* [Source excerpt]

....

As for a potential romance between Crews and Reese, I agree -- bleah. Not only would it ruin their excellent working relationship, I've actually enjoyed her unlikely mismatched thing with Tidwell. (On the other hand, I could maybe see Crews with Gabrielle Union's character, who's slightly in awe of him, complements his smarts with her own, and has shown hints of being a secret badass underneath the straight-edged exterior.)

So should NBC bring this show back? Yes, darn it. It's by far the best cop show on TV right now, and one of the best shows, period. I'm not about to start sending network executives fruit baskets to keep it on, but it absolutely deserves another season.

Emily said...

BigTed, you've inspired me, and I am *definitely* going to start sending some fruit baskets to key players at NBC. :)

....

* [Data rows]

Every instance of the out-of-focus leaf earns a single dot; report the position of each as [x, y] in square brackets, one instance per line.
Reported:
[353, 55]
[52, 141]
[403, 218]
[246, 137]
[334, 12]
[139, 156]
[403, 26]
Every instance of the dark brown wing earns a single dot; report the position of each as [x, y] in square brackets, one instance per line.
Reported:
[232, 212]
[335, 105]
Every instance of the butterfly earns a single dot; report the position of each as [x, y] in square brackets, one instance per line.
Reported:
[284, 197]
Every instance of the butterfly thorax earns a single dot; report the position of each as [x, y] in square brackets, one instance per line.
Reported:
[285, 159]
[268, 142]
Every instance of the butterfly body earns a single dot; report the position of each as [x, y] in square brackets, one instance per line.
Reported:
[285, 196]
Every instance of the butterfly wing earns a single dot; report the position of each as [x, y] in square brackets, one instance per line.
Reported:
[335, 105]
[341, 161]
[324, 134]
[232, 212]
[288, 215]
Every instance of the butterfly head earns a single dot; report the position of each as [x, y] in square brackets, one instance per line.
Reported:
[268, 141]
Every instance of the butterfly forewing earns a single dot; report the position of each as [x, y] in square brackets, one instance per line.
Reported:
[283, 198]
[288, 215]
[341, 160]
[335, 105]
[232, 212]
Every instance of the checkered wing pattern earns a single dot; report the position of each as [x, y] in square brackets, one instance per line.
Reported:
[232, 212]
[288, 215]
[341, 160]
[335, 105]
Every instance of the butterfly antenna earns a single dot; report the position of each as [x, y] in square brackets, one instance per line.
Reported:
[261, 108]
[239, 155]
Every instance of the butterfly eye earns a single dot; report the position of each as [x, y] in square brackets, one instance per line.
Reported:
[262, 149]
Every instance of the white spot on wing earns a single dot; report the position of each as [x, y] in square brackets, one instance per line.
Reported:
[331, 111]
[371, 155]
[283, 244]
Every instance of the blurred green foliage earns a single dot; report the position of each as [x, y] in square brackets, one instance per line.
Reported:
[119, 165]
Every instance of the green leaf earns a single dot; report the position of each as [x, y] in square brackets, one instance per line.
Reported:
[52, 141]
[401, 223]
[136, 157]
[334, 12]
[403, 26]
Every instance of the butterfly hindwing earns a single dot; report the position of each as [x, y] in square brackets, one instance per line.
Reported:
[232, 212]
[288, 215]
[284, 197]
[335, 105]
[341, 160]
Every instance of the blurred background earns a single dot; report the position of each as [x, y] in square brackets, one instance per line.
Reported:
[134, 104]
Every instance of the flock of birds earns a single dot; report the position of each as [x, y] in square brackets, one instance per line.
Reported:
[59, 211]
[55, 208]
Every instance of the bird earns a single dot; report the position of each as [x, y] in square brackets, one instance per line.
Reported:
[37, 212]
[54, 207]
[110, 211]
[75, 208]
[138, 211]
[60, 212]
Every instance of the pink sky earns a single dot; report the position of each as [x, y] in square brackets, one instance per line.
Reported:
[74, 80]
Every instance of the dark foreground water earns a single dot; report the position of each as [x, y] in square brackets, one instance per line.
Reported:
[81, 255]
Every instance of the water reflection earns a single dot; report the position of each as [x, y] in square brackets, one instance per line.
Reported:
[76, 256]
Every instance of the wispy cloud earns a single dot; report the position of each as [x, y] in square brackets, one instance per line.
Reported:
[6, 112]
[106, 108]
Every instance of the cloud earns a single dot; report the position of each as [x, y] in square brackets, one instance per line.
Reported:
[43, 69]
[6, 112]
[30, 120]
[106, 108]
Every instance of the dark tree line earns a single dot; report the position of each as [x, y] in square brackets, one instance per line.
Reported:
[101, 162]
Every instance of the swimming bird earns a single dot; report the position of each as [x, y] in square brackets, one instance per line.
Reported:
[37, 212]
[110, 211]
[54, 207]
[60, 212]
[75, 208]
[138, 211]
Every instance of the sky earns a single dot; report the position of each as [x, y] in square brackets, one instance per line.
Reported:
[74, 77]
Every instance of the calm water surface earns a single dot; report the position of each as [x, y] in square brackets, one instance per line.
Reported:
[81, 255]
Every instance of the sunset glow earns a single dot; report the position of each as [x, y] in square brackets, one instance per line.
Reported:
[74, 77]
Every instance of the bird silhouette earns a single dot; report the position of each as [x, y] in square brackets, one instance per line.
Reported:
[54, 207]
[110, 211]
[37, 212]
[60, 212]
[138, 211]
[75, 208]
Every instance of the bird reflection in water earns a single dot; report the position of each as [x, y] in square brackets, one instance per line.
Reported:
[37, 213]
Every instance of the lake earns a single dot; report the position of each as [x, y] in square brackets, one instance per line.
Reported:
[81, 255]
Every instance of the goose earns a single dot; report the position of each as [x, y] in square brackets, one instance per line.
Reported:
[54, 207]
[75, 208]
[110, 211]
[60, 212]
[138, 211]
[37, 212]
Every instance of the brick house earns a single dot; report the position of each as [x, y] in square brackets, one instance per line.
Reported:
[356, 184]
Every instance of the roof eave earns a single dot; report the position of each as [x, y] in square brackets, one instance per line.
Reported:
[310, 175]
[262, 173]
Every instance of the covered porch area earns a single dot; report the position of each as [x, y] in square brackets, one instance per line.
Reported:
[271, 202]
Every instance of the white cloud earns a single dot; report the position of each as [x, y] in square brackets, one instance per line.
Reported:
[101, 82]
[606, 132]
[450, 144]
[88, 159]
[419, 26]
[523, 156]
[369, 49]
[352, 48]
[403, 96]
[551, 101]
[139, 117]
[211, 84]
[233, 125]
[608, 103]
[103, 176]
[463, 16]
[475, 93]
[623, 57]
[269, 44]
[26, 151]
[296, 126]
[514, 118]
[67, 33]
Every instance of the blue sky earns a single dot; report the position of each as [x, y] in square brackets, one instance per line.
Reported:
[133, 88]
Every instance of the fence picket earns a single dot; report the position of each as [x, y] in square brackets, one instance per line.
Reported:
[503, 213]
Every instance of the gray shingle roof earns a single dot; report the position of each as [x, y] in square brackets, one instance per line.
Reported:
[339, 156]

....

* [Exercise set]
a) Repeat the portion of the cop show discussion starting with "So should NBC" and going on through "players at NBC. :)", word for word.
b) Carry the cop show discussion forward from its final line, writing the next part in the same conversational style.

* [Final answers]
a)
So should NBC bring this show back? Yes, darn it. It's by far the best cop show on TV right now, and one of the best shows, period. I'm not about to start sending network executives fruit baskets to keep it on, but it absolutely deserves another season.

Emily said...

BigTed, you've inspired me, and I am *definitely* going to start sending some fruit baskets to key players at NBC. :)

b)
Also, I really love Jenn S.'s analysis of the Crews/Reese connection, and think she hit the nail on the head. I have the feeling that Reese in particular was having some romantic feelings at the end, because she has a history of horrible relationships, and the fact that she actually loves and values Crews might well get confused with romance at first. I don't think, though, that they would go that direction. I think back to "Homicide", another fantastic TV show about partners. Your partner is more than family; your partner will find Roman Nebekov and trade himself for you; your partner will taunt Roman and never stop believing that you're coming. I think the writers were hinting at romance, but I think ultimately Crews and Reese would reject it, because it's not who they are--they're not lovers, they're partners.

Jenn S. said...

@ Emily: Exactly. Crews would be all Zen about the next stage in their friendship, but after her moment of clarity, Reese probably wouldn't know what to do next. I can just see this scene happening: Reese doesn't know what to make of her feelings, so she defaults to going in for a kiss, and it's horribly, laughably awkward.

Reese: "Was that...weird?"
Crews: *bemused look*
Reese: "Yeah. That was weird."
Crews: "It was a little weird."
Reese: "It was a lot of weird. Let's never do that again."
Crews: "Would you like an orange?"
Reese: "......Yeah."

And then they go back to solving crime. :-D

Christy said...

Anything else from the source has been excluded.